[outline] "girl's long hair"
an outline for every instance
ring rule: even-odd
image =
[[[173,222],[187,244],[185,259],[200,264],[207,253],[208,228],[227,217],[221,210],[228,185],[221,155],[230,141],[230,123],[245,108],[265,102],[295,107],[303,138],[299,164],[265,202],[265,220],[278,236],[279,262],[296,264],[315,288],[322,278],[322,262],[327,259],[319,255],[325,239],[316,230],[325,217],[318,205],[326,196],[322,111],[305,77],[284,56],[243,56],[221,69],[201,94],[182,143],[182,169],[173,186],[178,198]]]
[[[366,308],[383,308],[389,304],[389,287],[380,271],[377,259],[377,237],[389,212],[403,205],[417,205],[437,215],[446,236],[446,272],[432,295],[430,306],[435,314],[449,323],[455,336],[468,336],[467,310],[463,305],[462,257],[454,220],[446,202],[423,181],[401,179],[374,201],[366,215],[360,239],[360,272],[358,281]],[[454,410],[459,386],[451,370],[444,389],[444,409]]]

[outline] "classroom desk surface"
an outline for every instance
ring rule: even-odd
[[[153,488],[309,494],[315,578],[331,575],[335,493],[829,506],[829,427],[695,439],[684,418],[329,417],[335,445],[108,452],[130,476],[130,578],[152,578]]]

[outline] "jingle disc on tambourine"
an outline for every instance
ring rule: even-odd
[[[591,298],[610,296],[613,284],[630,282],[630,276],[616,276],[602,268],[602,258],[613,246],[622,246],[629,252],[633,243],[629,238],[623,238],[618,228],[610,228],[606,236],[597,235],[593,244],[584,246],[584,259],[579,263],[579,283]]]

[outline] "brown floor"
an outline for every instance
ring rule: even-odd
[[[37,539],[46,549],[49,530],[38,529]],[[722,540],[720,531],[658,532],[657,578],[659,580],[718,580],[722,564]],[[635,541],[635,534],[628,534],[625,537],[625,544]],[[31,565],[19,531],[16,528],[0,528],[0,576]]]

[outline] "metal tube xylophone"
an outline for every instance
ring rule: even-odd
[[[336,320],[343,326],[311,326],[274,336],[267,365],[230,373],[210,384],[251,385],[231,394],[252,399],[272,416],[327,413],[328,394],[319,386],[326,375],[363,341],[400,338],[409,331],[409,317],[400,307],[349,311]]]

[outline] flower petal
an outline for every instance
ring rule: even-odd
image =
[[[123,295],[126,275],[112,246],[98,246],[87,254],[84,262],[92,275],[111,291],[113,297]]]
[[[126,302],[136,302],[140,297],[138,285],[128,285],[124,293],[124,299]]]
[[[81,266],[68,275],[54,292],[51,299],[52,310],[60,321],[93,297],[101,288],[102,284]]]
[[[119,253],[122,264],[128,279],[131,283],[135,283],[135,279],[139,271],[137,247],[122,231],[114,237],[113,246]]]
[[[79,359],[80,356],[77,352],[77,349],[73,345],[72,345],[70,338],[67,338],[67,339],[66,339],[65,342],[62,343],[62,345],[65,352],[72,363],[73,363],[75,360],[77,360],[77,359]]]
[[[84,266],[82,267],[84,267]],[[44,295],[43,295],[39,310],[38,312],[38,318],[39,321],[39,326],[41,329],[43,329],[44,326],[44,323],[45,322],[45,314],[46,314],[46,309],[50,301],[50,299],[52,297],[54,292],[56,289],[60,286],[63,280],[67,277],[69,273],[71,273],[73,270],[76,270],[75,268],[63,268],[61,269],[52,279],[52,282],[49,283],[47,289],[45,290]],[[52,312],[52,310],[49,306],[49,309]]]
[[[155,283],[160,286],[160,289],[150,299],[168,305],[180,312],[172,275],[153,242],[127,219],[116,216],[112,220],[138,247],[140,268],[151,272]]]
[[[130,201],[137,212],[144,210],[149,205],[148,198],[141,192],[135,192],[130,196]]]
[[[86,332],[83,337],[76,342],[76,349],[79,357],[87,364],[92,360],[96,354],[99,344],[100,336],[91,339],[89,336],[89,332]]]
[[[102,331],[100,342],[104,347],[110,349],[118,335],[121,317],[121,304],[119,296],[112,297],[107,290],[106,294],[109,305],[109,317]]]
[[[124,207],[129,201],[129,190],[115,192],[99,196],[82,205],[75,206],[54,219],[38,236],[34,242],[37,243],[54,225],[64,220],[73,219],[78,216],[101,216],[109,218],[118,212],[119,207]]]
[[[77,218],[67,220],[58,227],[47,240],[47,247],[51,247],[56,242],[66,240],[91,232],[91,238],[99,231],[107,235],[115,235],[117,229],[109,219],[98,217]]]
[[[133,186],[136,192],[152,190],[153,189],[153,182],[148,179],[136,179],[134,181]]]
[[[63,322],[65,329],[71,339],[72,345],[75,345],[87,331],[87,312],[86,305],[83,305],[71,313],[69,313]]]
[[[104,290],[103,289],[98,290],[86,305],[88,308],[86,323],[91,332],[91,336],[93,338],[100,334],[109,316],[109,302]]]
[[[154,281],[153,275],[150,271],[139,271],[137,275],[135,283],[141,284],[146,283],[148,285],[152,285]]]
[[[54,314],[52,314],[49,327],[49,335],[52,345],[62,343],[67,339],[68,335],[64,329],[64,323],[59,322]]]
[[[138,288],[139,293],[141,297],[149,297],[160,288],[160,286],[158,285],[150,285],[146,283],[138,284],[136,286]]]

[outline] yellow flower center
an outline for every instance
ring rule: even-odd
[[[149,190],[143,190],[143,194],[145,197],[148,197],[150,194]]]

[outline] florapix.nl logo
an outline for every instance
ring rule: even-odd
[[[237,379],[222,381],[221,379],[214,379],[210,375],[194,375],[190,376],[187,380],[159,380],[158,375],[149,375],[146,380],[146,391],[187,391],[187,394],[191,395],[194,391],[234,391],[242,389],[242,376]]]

WHAT IS REQUIRED
Can you copy out, word for word, every line from the one containing "[outline] florapix.nl logo" through the end of the entries, with both ends included?

PROBLEM SOLUTION
[outline] florapix.nl logo
an outline for every instance
ring rule: even-odd
[[[237,379],[222,381],[221,379],[214,379],[210,375],[194,375],[190,376],[187,380],[159,380],[158,375],[149,375],[146,380],[146,391],[187,391],[187,394],[191,395],[194,391],[234,391],[242,389],[242,376]]]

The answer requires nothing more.